(Beginning of Provided passage)

She didn’t vanish into thin air. I received a text message from her informing me that she gone outside, seen the bus and got on it to go home. Apparently she had a headache and was almost falling asleep because she had, as she put it, ‘nothing to do or motivate her to stay energetic’. Apparently she was struggling. Apparently I knew this and for the last two days because I had worked at home (my son was really poorly so I thought it would be best if I worked from home) it had meant I had kept her there with nothing to do. Apparently this was unfair.
I should explain.
My (ex) nanny is pregnant. About 20 weeks. According to her, this isn’t something she planned and she only discovered she was when she was 12 weeks pregnant. Or so she says. The pregnancy and whooping cough leaflet I found on the buggy about five weeks after she started must have been someone else’s then…
Our nanny getting pregnant is something hubby and I joked about happening. We laughed about how it would be typical luck for us that we would take on someone to look after our son who then gets pregnant and we end up not only having to re-settle our son with someone else, but also be liable for maternity pay. We should never have tempted fate. Silly us for joking about it.
When she started it was great. I found going back to work incredibly hard and after much searching I really did feel like I had found the right person to look after the most precious person in my life. I liked her manner, the way she was with son, the way she interacted with hubby and I. She came so highly recommended we really did think we had lucked out and for the first five weeks it was perfect. Then something changed.
She came in one day and looked incredibly flustered and distracted. It wasn’t a massive change and most people probably wouldn’t have noticed it, but I did. I did because I was so attuned to everything she did. I had to be. She was looking after my baby, I had to be aware of and notice even the slightest flicker of change in her. I didn’t obsess about it, I know everyone has up and down days and I didn’t expect her to be Mary Poppins. I was sure it was just ‘one of those days’, but I felt uneasy.
By my calculations the moment things changed was when she found out she was pregnant and this was about five weeks after she started. After finding the leaflet we suspected she was pregnant, but we didn’t take it too seriously. I don’t think we really wanted to believe it. So things simply carried on as they were. Me convinced something wasn’t quite right and worrying about it constantly and hubby in total agreement.
I should say that even though something had shifted and we felt there was something she wasn’t telling us, we never once doubted that she was doing a great job with our son. If I had ever had any doubts he was affected by this I would have terminated her employment immediately. He was absolutely fine, it was the rest of us treading on eggs shells.
A few weeks into ‘the change’ hubby and I could no longer take it and sat down with her to talk about how things were going so far; if she was enjoying the job; if there was anything else we could do to make life easier. She totally allayed our fears. She said she was happy, enjoying the job and there was nothing she wanted to change. It was like talking to a different person to the one who had turned up every morning distracted, looking stressed and that she would rather be anywhere else but in our flat. I started to wonder if I was imagining the whole thing.
This relief was temporary as things very quickly went back to us feeling like she wasn’t happy and we were back treading on egg shells. It was driving me mad, but it’s such a tricky situation when this person is looking after your child. I was terrified of doing anything to rock the boat especially when I knew in my heart of hearts that my child was in safe hands and ultimately she was good at her job.
Eventually we were told what we had known for weeks – that she was pregnant. And even though we had suspected it, that there was a genuine reason for us feeling so uneasy was a relief.

(End of Provided passage)
(Beginning of Input data)

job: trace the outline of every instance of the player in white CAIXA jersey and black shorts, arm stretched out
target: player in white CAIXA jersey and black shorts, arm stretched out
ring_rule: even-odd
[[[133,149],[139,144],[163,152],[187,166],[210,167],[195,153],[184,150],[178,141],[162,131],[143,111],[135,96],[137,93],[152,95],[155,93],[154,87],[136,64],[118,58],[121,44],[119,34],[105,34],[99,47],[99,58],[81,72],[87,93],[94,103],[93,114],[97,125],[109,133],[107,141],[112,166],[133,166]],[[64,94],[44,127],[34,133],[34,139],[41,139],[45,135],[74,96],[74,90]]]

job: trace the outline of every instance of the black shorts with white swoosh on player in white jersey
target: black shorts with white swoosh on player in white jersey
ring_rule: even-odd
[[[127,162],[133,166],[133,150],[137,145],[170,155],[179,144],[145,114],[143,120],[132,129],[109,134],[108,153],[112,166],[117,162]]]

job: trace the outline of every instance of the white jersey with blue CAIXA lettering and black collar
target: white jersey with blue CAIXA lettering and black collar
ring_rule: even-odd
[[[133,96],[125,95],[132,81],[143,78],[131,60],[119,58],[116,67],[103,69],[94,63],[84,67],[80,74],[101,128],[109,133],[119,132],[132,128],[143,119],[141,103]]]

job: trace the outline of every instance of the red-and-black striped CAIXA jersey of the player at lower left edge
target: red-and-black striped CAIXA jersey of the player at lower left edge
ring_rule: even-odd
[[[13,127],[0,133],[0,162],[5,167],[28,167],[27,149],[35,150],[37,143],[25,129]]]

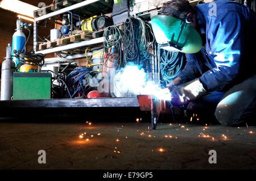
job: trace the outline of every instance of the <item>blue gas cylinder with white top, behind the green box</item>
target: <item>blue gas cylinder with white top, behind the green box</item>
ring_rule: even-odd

(End of Input data)

## [Required tasks]
• 1. In the nanny account, roughly how far along is the nanny's pregnancy?
• 2. Repeat the section of the nanny account that begins at the words "By my calculations" and stops after "on eggs shells.".
These entries were taken from a separate source.

## [Completed exercise]
• 1. About 20 weeks.

• 2.
By my calculations the moment things changed was when she found out she was pregnant and this was about five weeks after she started. After finding the leaflet we suspected she was pregnant, but we didn’t take it too seriously. I don’t think we really wanted to believe it. So things simply carried on as they were. Me convinced something wasn’t quite right and worrying about it constantly and hubby in total agreement.
I should say that even though something had shifted and we felt there was something she wasn’t telling us, we never once doubted that she was doing a great job with our son. If I had ever had any doubts he was affected by this I would have terminated her employment immediately. He was absolutely fine, it was the rest of us treading on eggs shells.